Source:
═══

Allerton College was the largest secondary school for girls in Sutton in 1900, most of the others being private houses adapted for use as schools. On the opposite side of Lichfield Road from Allerton College was Iona Cottage, now 69 Lichfield Road, where the Miss Culls kept a select prep school. This started in about 1893, and Francis Brett Young was one of the first pupils, sent there because it had been patronised by royalty; in 1901 all six of the boarders were girls of secondary school age, two of them from Ceylon.

In an almost identical cottage-style Victorian house of the 1870s round the corner in Anchorage Road was Ashtree House High School for Girls, advertised as a day and boarding school with a kindergarten class for juniors. The Principal was Miss Amelia Tye aged 54, and two teachers lived in, Mary Haigh, 19, the English teacher, and Maud Evans, 22, for music. Most of the pupils were day-girls who lived locally - the three boarders were from Dudley, Somerset and Water Orton. This school may have been the successor to Miss Layht’s Ladies School of 1891, located in Wellington Terrace, the row of houses above the Fire Station in Lichfield Road - she had five girl boarders.

Ten years earlier Ashtree House was home to George Masters, a commercial traveller. His wife Fanny, aged 31, had a deaf nephew, 19-year old Albert Rutherford, living in, and she had set herself up as a teacher of deaf children. A governess and five deaf children, aged between seven and fifteen, two girls and three boys, were boarders there, one from Glasgow and one from Bangor in Wales.

═══

Data records:
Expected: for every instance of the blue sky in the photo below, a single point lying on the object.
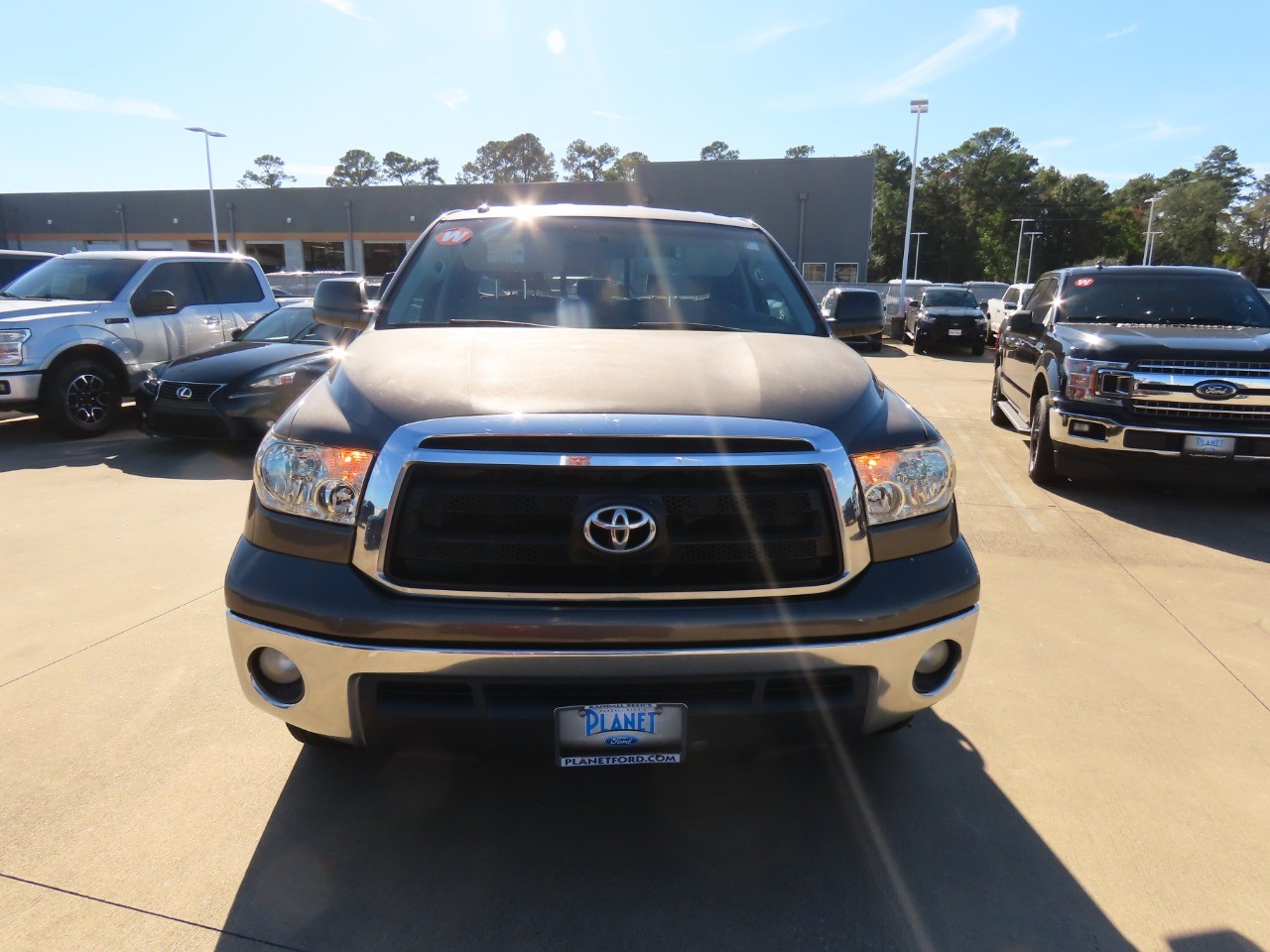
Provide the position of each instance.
(95, 95)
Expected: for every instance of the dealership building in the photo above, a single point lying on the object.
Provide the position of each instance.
(820, 209)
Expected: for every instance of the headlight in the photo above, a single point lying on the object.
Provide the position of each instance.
(277, 380)
(312, 480)
(10, 345)
(899, 484)
(1082, 379)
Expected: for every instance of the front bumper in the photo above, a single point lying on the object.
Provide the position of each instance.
(1092, 442)
(336, 703)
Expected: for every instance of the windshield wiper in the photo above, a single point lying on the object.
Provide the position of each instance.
(492, 322)
(684, 325)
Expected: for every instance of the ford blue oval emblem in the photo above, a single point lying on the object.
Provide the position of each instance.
(1215, 390)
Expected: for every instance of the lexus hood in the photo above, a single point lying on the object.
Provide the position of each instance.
(393, 377)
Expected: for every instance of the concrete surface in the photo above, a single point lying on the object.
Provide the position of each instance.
(1101, 780)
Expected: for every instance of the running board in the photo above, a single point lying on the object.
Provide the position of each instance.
(1016, 420)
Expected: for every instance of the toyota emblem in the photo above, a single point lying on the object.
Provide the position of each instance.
(619, 530)
(1215, 390)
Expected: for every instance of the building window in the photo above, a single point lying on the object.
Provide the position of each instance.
(382, 257)
(324, 257)
(270, 254)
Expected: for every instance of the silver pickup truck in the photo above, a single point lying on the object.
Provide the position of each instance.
(79, 333)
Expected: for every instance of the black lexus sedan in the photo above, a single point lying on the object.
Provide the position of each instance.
(238, 390)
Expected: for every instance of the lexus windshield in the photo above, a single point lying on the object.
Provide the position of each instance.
(73, 278)
(602, 273)
(1216, 298)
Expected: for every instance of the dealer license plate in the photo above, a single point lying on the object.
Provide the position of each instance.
(611, 735)
(1207, 445)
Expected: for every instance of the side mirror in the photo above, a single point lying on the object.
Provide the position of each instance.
(154, 302)
(1020, 322)
(341, 302)
(847, 325)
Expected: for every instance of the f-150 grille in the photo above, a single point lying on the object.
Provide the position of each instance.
(1206, 368)
(520, 529)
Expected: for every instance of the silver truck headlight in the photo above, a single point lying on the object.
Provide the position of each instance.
(899, 484)
(10, 345)
(312, 480)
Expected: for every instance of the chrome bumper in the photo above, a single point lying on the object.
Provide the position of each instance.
(1115, 434)
(327, 666)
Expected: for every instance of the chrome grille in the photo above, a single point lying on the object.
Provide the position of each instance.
(1199, 412)
(200, 393)
(1206, 368)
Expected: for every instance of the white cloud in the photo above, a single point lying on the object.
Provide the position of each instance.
(451, 98)
(992, 28)
(1119, 33)
(344, 7)
(23, 94)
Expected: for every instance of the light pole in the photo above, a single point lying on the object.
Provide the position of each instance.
(917, 107)
(1151, 235)
(211, 193)
(917, 252)
(1032, 241)
(1019, 252)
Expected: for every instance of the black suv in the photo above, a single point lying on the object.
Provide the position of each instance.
(1150, 372)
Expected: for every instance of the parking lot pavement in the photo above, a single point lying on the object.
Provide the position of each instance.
(1100, 780)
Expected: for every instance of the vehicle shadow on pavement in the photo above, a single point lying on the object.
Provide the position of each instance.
(901, 843)
(26, 444)
(1224, 521)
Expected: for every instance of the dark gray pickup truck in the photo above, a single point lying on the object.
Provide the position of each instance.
(598, 481)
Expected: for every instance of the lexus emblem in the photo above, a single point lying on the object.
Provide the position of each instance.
(1215, 390)
(619, 530)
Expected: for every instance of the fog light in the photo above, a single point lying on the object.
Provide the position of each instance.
(281, 669)
(935, 657)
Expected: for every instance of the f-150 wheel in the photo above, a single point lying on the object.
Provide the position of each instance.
(80, 399)
(1040, 452)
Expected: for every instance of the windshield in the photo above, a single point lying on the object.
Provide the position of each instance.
(75, 278)
(294, 325)
(1216, 298)
(949, 298)
(607, 273)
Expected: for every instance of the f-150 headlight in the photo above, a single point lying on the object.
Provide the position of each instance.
(10, 345)
(899, 484)
(312, 480)
(1082, 379)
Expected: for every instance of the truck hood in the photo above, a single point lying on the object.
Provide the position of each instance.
(19, 312)
(1148, 341)
(393, 377)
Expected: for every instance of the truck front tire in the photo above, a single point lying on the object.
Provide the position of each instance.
(80, 398)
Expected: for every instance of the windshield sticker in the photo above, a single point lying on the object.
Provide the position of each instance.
(506, 252)
(453, 236)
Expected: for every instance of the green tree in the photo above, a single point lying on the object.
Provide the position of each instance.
(585, 163)
(521, 159)
(624, 171)
(268, 173)
(411, 172)
(717, 150)
(356, 168)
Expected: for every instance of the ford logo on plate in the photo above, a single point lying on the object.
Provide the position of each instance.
(1215, 390)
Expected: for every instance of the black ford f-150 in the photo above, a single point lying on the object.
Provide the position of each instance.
(1148, 372)
(599, 481)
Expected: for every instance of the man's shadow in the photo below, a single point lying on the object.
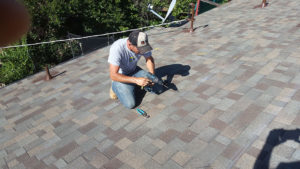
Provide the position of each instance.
(166, 74)
(275, 138)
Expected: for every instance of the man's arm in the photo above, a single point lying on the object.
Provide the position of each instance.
(150, 64)
(115, 76)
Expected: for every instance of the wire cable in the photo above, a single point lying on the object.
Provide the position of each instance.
(91, 36)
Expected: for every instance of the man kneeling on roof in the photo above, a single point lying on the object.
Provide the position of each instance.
(125, 74)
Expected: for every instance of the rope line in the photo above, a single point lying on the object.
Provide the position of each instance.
(91, 36)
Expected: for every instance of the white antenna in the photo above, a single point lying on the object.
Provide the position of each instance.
(171, 7)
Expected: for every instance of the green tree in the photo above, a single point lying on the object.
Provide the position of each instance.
(16, 64)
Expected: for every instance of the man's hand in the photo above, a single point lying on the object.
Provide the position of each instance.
(141, 81)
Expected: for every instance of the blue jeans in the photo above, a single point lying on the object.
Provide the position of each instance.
(126, 91)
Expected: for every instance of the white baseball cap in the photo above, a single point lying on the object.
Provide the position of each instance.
(140, 40)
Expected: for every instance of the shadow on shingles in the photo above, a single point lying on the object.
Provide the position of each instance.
(275, 138)
(166, 73)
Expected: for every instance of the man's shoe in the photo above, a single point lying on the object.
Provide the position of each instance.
(112, 94)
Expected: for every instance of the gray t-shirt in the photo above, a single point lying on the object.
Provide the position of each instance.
(121, 56)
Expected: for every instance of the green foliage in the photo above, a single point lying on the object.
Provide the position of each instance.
(16, 64)
(54, 19)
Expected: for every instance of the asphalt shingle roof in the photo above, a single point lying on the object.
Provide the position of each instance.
(235, 84)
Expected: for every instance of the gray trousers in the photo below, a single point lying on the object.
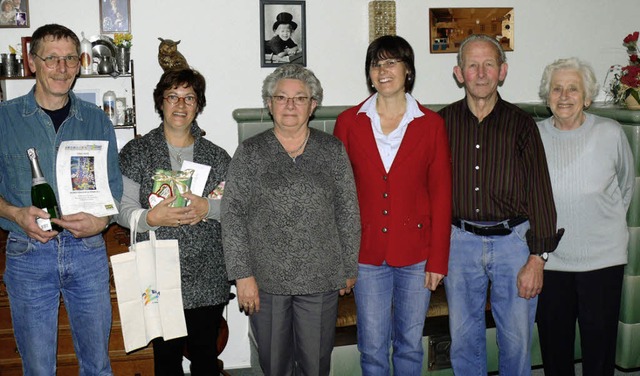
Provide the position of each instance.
(295, 334)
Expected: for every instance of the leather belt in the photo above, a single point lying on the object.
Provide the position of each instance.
(498, 229)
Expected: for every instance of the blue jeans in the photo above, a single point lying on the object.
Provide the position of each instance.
(392, 304)
(36, 274)
(474, 261)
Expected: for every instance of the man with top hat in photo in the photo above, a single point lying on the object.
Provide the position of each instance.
(281, 44)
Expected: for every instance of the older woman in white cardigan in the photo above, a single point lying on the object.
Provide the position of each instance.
(592, 174)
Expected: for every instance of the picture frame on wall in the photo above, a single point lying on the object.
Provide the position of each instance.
(282, 33)
(14, 13)
(26, 46)
(115, 16)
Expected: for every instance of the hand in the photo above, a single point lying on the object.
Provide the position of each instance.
(351, 283)
(26, 219)
(82, 225)
(199, 207)
(530, 277)
(248, 298)
(432, 280)
(164, 215)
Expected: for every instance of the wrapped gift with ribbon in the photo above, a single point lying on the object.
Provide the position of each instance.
(168, 183)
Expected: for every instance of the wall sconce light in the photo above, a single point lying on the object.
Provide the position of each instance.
(382, 19)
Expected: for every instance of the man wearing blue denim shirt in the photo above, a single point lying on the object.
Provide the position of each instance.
(41, 265)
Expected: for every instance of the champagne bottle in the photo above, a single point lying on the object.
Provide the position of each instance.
(42, 195)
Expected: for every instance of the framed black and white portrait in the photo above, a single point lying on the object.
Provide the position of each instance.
(14, 13)
(115, 16)
(282, 33)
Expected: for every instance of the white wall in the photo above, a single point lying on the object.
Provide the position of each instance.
(221, 39)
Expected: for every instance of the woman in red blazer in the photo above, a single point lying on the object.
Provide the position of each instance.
(401, 161)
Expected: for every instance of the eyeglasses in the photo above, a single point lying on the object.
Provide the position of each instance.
(386, 64)
(283, 101)
(189, 100)
(70, 61)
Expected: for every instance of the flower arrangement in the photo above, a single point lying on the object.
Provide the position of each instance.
(123, 40)
(627, 82)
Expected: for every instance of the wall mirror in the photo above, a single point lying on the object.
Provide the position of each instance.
(449, 26)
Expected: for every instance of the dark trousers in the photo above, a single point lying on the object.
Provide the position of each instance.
(201, 339)
(593, 298)
(295, 333)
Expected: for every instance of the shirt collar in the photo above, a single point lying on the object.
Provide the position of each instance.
(412, 111)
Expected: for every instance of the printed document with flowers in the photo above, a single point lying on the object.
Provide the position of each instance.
(83, 179)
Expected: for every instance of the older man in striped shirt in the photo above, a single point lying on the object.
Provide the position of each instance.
(504, 216)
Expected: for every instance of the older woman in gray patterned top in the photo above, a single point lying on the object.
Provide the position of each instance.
(291, 228)
(179, 98)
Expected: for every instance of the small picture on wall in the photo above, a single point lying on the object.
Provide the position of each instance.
(115, 16)
(14, 13)
(121, 106)
(282, 33)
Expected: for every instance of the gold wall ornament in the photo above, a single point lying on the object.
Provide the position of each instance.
(382, 19)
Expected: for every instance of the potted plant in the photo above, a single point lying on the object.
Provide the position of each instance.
(123, 58)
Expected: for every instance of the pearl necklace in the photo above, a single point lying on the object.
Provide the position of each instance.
(294, 153)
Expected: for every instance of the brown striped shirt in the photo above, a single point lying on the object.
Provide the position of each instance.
(500, 170)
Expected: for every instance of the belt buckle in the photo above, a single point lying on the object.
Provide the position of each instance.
(499, 229)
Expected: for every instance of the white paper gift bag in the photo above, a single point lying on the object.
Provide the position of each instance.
(148, 289)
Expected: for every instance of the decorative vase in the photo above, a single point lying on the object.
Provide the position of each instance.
(123, 59)
(631, 103)
(105, 66)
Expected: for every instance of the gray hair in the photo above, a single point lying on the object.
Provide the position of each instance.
(572, 63)
(294, 72)
(502, 57)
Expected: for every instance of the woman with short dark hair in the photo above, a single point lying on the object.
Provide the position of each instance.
(401, 162)
(179, 98)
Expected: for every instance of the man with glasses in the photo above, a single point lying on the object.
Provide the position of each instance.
(41, 265)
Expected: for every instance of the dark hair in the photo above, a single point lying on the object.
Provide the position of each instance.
(54, 31)
(180, 78)
(391, 47)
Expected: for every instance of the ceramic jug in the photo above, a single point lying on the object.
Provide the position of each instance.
(105, 66)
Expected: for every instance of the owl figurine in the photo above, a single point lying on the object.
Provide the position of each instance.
(168, 56)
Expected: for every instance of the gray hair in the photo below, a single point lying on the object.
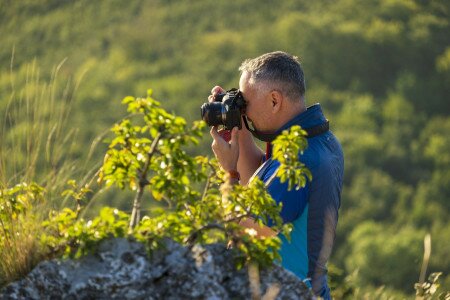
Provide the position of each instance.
(278, 69)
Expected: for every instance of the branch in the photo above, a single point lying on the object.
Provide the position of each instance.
(135, 215)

═══

What you are asked to do:
Answer these questions from the account of girls' schools in Sutton.
(a) In about what year did the Miss Culls' prep school at Iona Cottage start?
(b) Who was the Principal of Ashtree House High School for Girls?
(c) What was George Masters's occupation?
The material has no role in this exercise.

Solution for this exercise:
(a) About 1893.
(b) Miss Amelia Tye.
(c) He was a commercial traveller.